(Entries from a pointing dataset)

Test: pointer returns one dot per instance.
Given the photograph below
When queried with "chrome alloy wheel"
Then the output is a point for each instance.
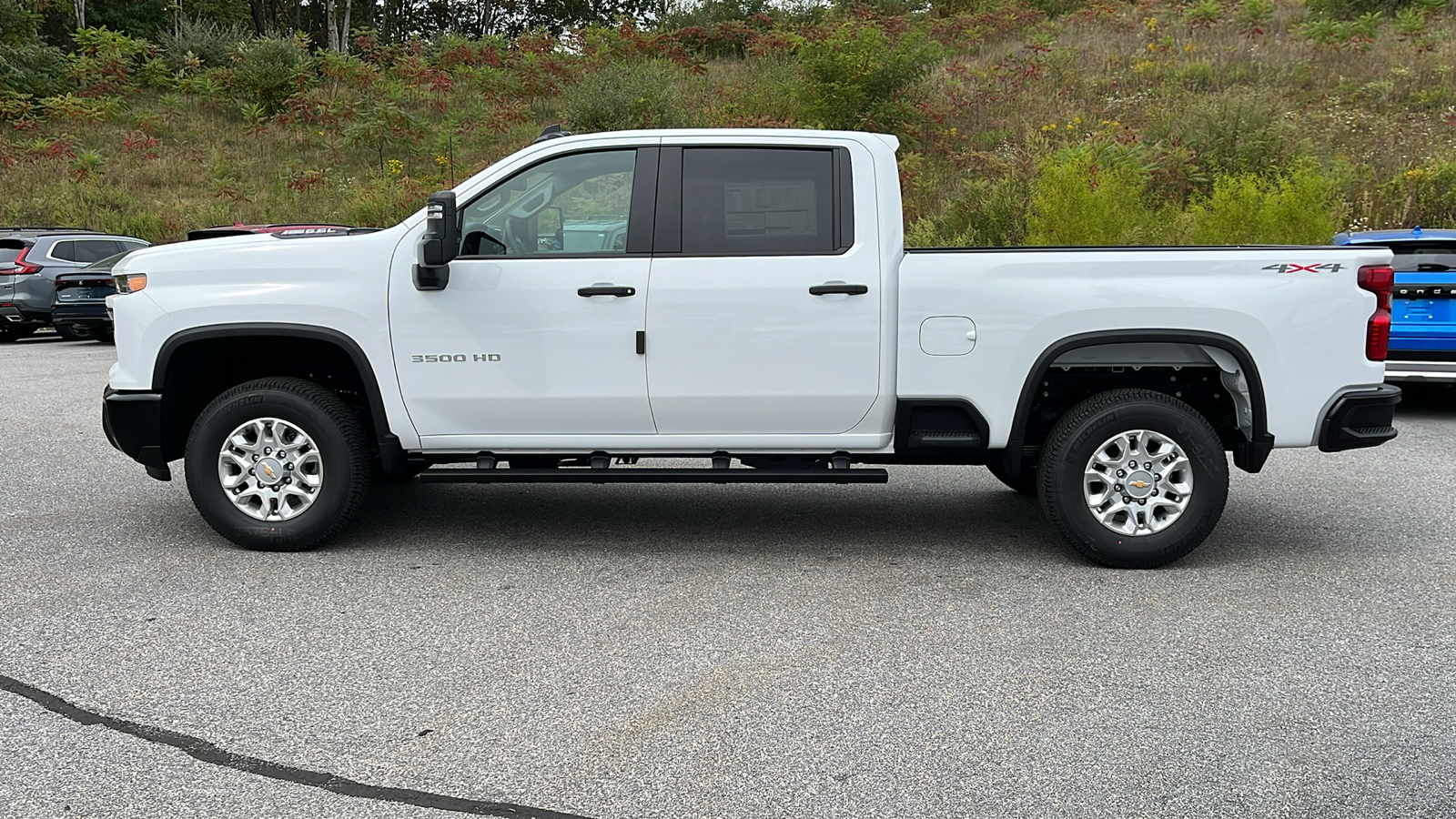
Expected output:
(269, 470)
(1138, 482)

### EXERCISE AIM
Rewrite all of the data above as a Markdown table with the columns Row and Line, numbering each line and skipping blank lines. Leave the pictures out of your answer.

### RESULT OF THE TASK
| Row | Line |
|---|---|
| 1 | Test: pointer returns one dot per instance. |
| 2 | Given the photograph below |
| 3 | When queried with "chrome alloy wheel" |
| 4 | Then the output is a point for each instance. |
| 5 | Expected output: |
| 6 | (269, 470) |
| 7 | (1138, 482) |